#### Listed records
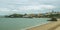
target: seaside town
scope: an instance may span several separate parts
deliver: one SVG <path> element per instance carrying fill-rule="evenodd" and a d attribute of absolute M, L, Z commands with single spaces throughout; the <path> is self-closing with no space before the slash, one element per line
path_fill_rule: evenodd
<path fill-rule="evenodd" d="M 47 13 L 39 13 L 39 14 L 11 14 L 6 15 L 7 18 L 51 18 L 51 17 L 57 17 L 60 18 L 60 12 L 47 12 Z"/>
<path fill-rule="evenodd" d="M 7 18 L 51 18 L 51 17 L 56 17 L 60 18 L 60 12 L 47 12 L 47 13 L 38 13 L 38 14 L 11 14 L 11 15 L 6 15 L 5 17 Z"/>

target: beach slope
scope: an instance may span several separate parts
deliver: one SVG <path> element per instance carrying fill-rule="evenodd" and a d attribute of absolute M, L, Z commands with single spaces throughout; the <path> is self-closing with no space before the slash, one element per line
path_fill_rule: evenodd
<path fill-rule="evenodd" d="M 47 24 L 32 27 L 26 30 L 57 30 L 57 29 L 60 29 L 60 21 L 49 22 Z"/>

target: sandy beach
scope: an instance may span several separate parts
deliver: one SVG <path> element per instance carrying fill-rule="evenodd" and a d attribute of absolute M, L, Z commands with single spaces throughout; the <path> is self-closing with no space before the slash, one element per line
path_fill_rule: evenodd
<path fill-rule="evenodd" d="M 52 21 L 47 24 L 32 27 L 26 30 L 60 30 L 60 19 L 58 19 L 58 21 Z"/>

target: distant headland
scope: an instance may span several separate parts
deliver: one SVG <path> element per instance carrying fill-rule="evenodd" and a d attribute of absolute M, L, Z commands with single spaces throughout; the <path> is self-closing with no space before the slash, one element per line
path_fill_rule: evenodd
<path fill-rule="evenodd" d="M 60 18 L 60 12 L 47 12 L 47 13 L 39 13 L 39 14 L 11 14 L 4 16 L 6 18 L 51 18 L 57 17 Z"/>

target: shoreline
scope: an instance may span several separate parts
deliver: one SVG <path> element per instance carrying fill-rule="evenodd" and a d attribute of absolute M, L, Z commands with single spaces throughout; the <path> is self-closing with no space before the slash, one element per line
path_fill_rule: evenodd
<path fill-rule="evenodd" d="M 50 23 L 50 22 L 47 22 L 47 23 Z M 35 26 L 31 26 L 31 27 L 27 27 L 27 28 L 24 28 L 24 29 L 29 29 L 29 28 L 32 28 L 32 27 L 36 27 L 36 26 L 41 26 L 41 25 L 44 25 L 44 24 L 47 24 L 47 23 L 43 23 L 43 24 L 38 24 L 38 25 L 35 25 Z"/>
<path fill-rule="evenodd" d="M 50 23 L 50 22 L 47 22 L 47 23 Z M 31 26 L 31 27 L 23 28 L 23 29 L 21 29 L 21 30 L 26 30 L 26 29 L 30 29 L 30 28 L 33 28 L 33 27 L 42 26 L 42 25 L 47 24 L 47 23 L 38 24 L 38 25 L 35 25 L 35 26 Z"/>
<path fill-rule="evenodd" d="M 57 27 L 60 26 L 60 19 L 58 19 L 58 21 L 53 21 L 53 22 L 49 22 L 43 25 L 39 25 L 39 26 L 35 26 L 32 28 L 28 28 L 26 30 L 54 30 Z"/>

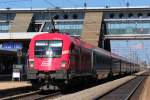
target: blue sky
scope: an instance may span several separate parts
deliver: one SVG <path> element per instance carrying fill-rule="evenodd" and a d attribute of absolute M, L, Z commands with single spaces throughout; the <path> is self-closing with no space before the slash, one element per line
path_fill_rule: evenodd
<path fill-rule="evenodd" d="M 150 6 L 150 0 L 0 0 L 0 8 L 49 8 L 49 7 L 89 7 L 125 6 Z"/>
<path fill-rule="evenodd" d="M 112 40 L 112 52 L 150 65 L 150 40 Z"/>

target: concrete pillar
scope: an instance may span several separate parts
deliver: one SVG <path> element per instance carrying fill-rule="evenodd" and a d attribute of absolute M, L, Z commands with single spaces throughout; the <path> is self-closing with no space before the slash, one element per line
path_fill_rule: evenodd
<path fill-rule="evenodd" d="M 103 12 L 86 11 L 81 39 L 92 45 L 98 46 L 102 20 Z"/>
<path fill-rule="evenodd" d="M 9 32 L 27 32 L 33 13 L 16 13 Z"/>

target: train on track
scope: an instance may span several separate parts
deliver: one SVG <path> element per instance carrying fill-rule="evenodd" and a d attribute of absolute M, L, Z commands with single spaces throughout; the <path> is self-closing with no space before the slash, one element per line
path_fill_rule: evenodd
<path fill-rule="evenodd" d="M 43 33 L 31 39 L 27 78 L 34 88 L 62 89 L 81 80 L 103 79 L 134 73 L 139 64 L 78 38 L 61 33 Z"/>

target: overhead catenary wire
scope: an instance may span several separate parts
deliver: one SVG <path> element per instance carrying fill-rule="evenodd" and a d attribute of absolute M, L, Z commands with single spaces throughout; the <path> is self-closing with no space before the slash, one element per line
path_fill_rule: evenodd
<path fill-rule="evenodd" d="M 46 3 L 48 3 L 50 6 L 57 8 L 57 6 L 55 6 L 53 3 L 51 3 L 49 0 L 44 0 Z"/>
<path fill-rule="evenodd" d="M 58 6 L 54 5 L 52 2 L 50 2 L 49 0 L 44 0 L 46 3 L 48 3 L 50 6 L 54 7 L 54 8 L 58 8 Z M 73 5 L 74 7 L 78 7 L 79 5 L 73 3 L 73 1 L 71 0 L 66 0 L 67 2 L 69 2 L 71 5 Z"/>

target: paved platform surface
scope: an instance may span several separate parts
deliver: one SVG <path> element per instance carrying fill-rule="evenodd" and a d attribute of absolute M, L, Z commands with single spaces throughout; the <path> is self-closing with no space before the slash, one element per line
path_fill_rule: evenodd
<path fill-rule="evenodd" d="M 26 86 L 31 86 L 31 84 L 27 81 L 4 81 L 0 82 L 0 91 Z"/>
<path fill-rule="evenodd" d="M 116 79 L 105 84 L 97 85 L 95 87 L 88 88 L 76 93 L 64 95 L 54 100 L 95 100 L 96 98 L 110 92 L 112 89 L 115 89 L 118 86 L 134 79 L 135 77 L 137 77 L 136 75 L 141 75 L 143 73 L 145 73 L 145 71 L 141 71 L 139 73 L 136 73 L 135 75 Z"/>
<path fill-rule="evenodd" d="M 150 74 L 145 81 L 139 100 L 150 100 Z"/>

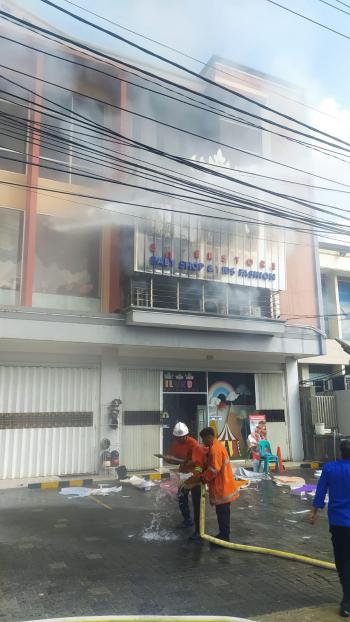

#### Problem statement
Return the records word for word, leaving every picture out of the copy.

#### Answer to this exercise
target: seaside town
scope: an instance may span several separate parts
deliver: one SVG <path> element per instance carrying fill-rule="evenodd" and a d attribute of absolute M, L, Z commands with single spaces throughout; the <path> is self-closing with no space before the slash, one element per line
path_fill_rule: evenodd
<path fill-rule="evenodd" d="M 47 13 L 39 13 L 39 14 L 11 14 L 6 15 L 7 18 L 51 18 L 51 17 L 57 17 L 60 18 L 60 12 L 47 12 Z"/>
<path fill-rule="evenodd" d="M 7 18 L 51 18 L 51 17 L 56 17 L 60 18 L 60 12 L 47 12 L 47 13 L 38 13 L 38 14 L 11 14 L 11 15 L 6 15 L 5 17 Z"/>

target: beach slope
scope: an instance may span several separate parts
deliver: one SVG <path> element per instance carrying fill-rule="evenodd" and a d attribute of absolute M, L, Z commands with single spaces throughout; the <path> is self-closing with no space before the slash, one element per line
path_fill_rule: evenodd
<path fill-rule="evenodd" d="M 47 24 L 32 27 L 26 30 L 57 30 L 57 29 L 60 29 L 60 21 L 49 22 Z"/>

target: sandy beach
scope: an instance may span several separate parts
deliver: one SVG <path> element per instance carrying fill-rule="evenodd" and a d attribute of absolute M, L, Z commands with single spaces throughout; the <path> is self-closing with no space before the slash, one element per line
path_fill_rule: evenodd
<path fill-rule="evenodd" d="M 52 21 L 47 24 L 32 27 L 26 30 L 60 30 L 60 19 L 58 19 L 58 21 Z"/>

target: distant headland
scope: an instance may span several separate parts
deliver: one SVG <path> element per instance carrying fill-rule="evenodd" and a d attribute of absolute M, L, Z commands with single spaces throughout; the <path> is self-closing with no space before the slash, one element per line
path_fill_rule: evenodd
<path fill-rule="evenodd" d="M 60 18 L 60 12 L 47 12 L 47 13 L 39 13 L 39 14 L 11 14 L 4 16 L 6 18 L 51 18 L 57 17 Z"/>

target: shoreline
scope: an instance may span several separate parts
deliver: one SVG <path> element per instance carrying fill-rule="evenodd" and a d attribute of absolute M, L, Z commands with single spaces throughout; the <path> is self-closing with no space before the slash, one element per line
path_fill_rule: evenodd
<path fill-rule="evenodd" d="M 50 23 L 50 22 L 47 22 L 47 23 Z M 35 26 L 31 26 L 31 27 L 27 27 L 27 28 L 24 28 L 24 29 L 29 29 L 29 28 L 32 28 L 32 27 L 36 27 L 36 26 L 41 26 L 41 25 L 44 25 L 44 24 L 47 24 L 47 23 L 43 23 L 43 24 L 38 24 L 38 25 L 35 25 Z"/>
<path fill-rule="evenodd" d="M 50 23 L 50 22 L 47 22 L 47 23 Z M 31 26 L 31 27 L 23 28 L 23 29 L 21 29 L 21 30 L 26 30 L 26 29 L 30 29 L 30 28 L 33 28 L 33 27 L 42 26 L 42 25 L 47 24 L 47 23 L 38 24 L 38 25 L 35 25 L 35 26 Z"/>
<path fill-rule="evenodd" d="M 57 27 L 60 26 L 60 19 L 58 19 L 58 21 L 53 21 L 53 22 L 49 22 L 43 25 L 39 25 L 39 26 L 35 26 L 32 28 L 28 28 L 26 30 L 54 30 Z"/>

target: blue sky
scope: an instance may span several separate parts
deliver: one SVG <path> element per instance carrying fill-rule="evenodd" and a d attribute of absolute M, L, Z commands with single spaces throughout; the <path> is self-closing with no space before the slash, one element per line
path_fill_rule: evenodd
<path fill-rule="evenodd" d="M 150 6 L 150 0 L 0 0 L 0 8 L 49 8 L 49 7 L 89 7 L 125 6 Z"/>
<path fill-rule="evenodd" d="M 112 40 L 112 52 L 150 65 L 150 40 Z"/>

target: concrete pillar
scope: an instance may span several separate parts
deliver: one SVG <path> element per instance carrying fill-rule="evenodd" and a d attribute of absolute M, L, Z commands with single spaces throughout; the <path> is self-closing with no space before the slash, one element per line
path_fill_rule: evenodd
<path fill-rule="evenodd" d="M 103 12 L 86 11 L 81 39 L 92 45 L 98 46 L 102 20 Z"/>
<path fill-rule="evenodd" d="M 9 32 L 27 32 L 33 13 L 16 13 Z"/>

target: train on track
scope: an instance may span several separate parts
deliver: one SVG <path> element per instance carrying fill-rule="evenodd" and a d attribute of absolute M, L, Z commands with single spaces throughout; the <path> is self-closing with no space before the slash, one element per line
path_fill_rule: evenodd
<path fill-rule="evenodd" d="M 43 33 L 31 39 L 27 78 L 34 88 L 62 89 L 81 80 L 103 79 L 134 73 L 139 64 L 78 38 L 61 33 Z"/>

target: overhead catenary wire
scope: an instance may span several separate parts
deliver: one SVG <path> element per instance carrying fill-rule="evenodd" and a d attribute of absolute M, L, Z commands with single spaces throughout; the <path> is self-closing with no space before the slash, one element per line
path_fill_rule: evenodd
<path fill-rule="evenodd" d="M 46 3 L 48 3 L 50 6 L 57 8 L 57 6 L 55 6 L 53 3 L 51 3 L 49 0 L 44 0 Z"/>
<path fill-rule="evenodd" d="M 58 6 L 54 5 L 52 2 L 50 2 L 49 0 L 44 0 L 46 3 L 48 3 L 50 6 L 54 7 L 54 8 L 58 8 Z M 73 5 L 74 7 L 78 7 L 79 5 L 73 3 L 73 1 L 71 0 L 66 0 L 67 2 L 69 2 L 71 5 Z"/>

target: paved platform surface
scope: an instance may span several separate parts
deliver: one SVG <path> element per instance carrying fill-rule="evenodd" and a d attribute of absolute M, L, Z commands with single spaces throughout; the <path> is self-closing with no space before the slash, one element per line
path_fill_rule: evenodd
<path fill-rule="evenodd" d="M 26 86 L 31 86 L 31 84 L 27 81 L 4 81 L 0 82 L 0 91 Z"/>
<path fill-rule="evenodd" d="M 116 79 L 105 84 L 97 85 L 95 87 L 88 88 L 76 93 L 64 95 L 54 100 L 95 100 L 96 98 L 110 92 L 112 89 L 115 89 L 118 86 L 134 79 L 135 77 L 137 77 L 136 75 L 141 75 L 143 73 L 145 73 L 145 71 L 141 71 L 139 73 L 136 73 L 135 75 Z"/>
<path fill-rule="evenodd" d="M 150 74 L 145 81 L 139 100 L 150 100 Z"/>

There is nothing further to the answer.